__Material to process__.
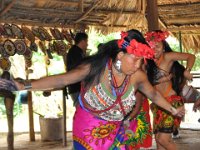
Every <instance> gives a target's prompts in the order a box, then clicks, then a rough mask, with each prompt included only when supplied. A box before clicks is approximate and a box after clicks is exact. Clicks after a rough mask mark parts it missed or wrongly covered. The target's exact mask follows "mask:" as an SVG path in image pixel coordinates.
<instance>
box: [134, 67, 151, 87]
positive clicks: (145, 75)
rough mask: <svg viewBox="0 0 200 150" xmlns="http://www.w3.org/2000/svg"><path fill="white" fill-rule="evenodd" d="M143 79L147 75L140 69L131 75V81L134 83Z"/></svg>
mask: <svg viewBox="0 0 200 150" xmlns="http://www.w3.org/2000/svg"><path fill="white" fill-rule="evenodd" d="M144 80H147V75H146V73H145V72H144V71H143V70H141V69H138V70H137V71H136V72H135V73H134V74H132V75H131V82H132V83H134V84H138V83H140V82H143V81H144Z"/></svg>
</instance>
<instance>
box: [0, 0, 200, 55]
mask: <svg viewBox="0 0 200 150" xmlns="http://www.w3.org/2000/svg"><path fill="white" fill-rule="evenodd" d="M157 4H158V16H159V18H158V19H159V25H160V29H165V30H169V31H171V33H172V34H173V35H175V36H177V35H178V34H177V33H178V32H181V33H182V40H183V45H184V48H185V49H187V50H188V49H191V48H192V49H193V50H194V51H195V52H197V51H200V49H199V43H200V42H199V41H200V1H199V0H157ZM146 5H147V0H0V23H9V24H11V23H15V24H18V25H29V26H43V27H62V28H73V29H78V30H82V29H85V28H88V27H93V28H95V29H96V30H99V31H101V32H102V33H109V32H114V31H120V30H128V29H131V28H137V29H139V30H141V31H143V32H145V31H147V30H148V23H147V19H146V16H147V15H148V14H147V11H146Z"/></svg>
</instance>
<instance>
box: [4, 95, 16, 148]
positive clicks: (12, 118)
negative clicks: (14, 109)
mask: <svg viewBox="0 0 200 150" xmlns="http://www.w3.org/2000/svg"><path fill="white" fill-rule="evenodd" d="M14 101H15V100H14V99H11V98H5V99H4V104H5V106H6V115H7V121H8V135H7V143H8V150H13V149H14V146H13V145H14V135H13V105H14Z"/></svg>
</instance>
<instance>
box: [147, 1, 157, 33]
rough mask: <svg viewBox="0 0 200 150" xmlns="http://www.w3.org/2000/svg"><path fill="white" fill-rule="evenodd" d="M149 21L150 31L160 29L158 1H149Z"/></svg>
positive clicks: (147, 9)
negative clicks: (158, 9)
mask: <svg viewBox="0 0 200 150" xmlns="http://www.w3.org/2000/svg"><path fill="white" fill-rule="evenodd" d="M147 21H148V30H149V31H152V30H158V29H159V24H158V6H157V0H147Z"/></svg>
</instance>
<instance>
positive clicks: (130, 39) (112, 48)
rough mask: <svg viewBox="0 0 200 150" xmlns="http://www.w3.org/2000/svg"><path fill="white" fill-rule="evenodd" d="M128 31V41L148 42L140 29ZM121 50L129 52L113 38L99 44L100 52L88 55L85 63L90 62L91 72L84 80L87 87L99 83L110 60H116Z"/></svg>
mask: <svg viewBox="0 0 200 150" xmlns="http://www.w3.org/2000/svg"><path fill="white" fill-rule="evenodd" d="M127 33H128V36H127V37H125V38H124V39H125V40H126V41H128V42H130V41H131V40H132V39H135V40H136V41H138V42H140V43H143V44H147V43H146V41H145V38H144V37H143V35H142V34H141V32H140V31H138V30H135V29H132V30H129V31H127ZM121 51H122V52H124V53H126V52H127V51H126V49H125V48H119V47H118V44H117V40H112V41H109V42H107V43H103V44H102V45H101V46H99V48H98V52H97V53H96V54H95V55H93V56H88V57H86V58H85V59H84V61H83V63H84V64H90V73H89V75H88V76H87V77H86V78H85V80H84V85H85V87H89V86H91V85H92V84H98V83H99V81H100V77H101V75H102V73H103V72H104V70H105V68H106V64H107V62H108V60H109V59H112V61H115V60H116V57H117V54H118V53H119V52H121Z"/></svg>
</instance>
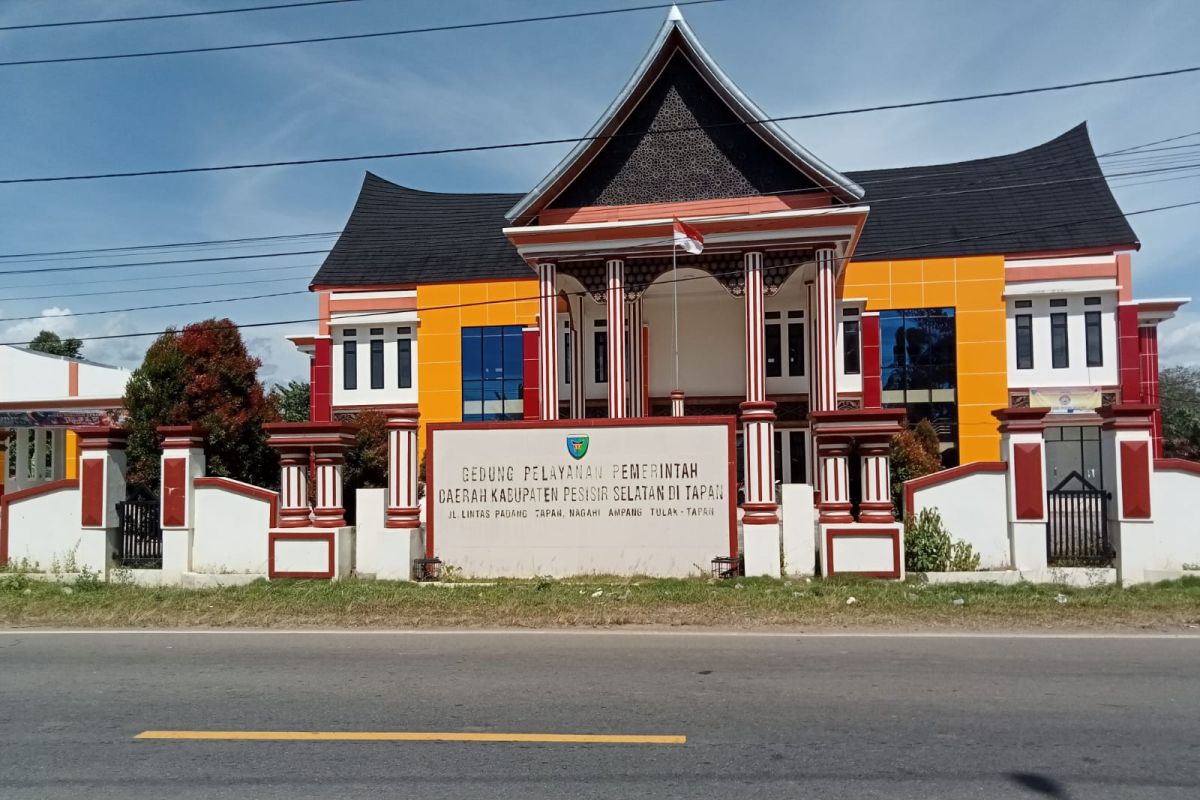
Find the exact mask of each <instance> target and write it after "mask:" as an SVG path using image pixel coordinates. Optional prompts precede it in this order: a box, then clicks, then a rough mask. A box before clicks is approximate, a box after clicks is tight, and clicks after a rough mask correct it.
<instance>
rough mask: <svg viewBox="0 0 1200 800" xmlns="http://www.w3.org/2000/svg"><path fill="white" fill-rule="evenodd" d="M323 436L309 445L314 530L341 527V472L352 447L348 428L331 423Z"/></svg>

__Problem to work on__. If a line above holds the string "positive", return it as it stands.

__The completed task__.
positive clicks: (145, 75)
positive clicks: (12, 118)
positive clicks: (147, 9)
positive clicks: (130, 39) (112, 48)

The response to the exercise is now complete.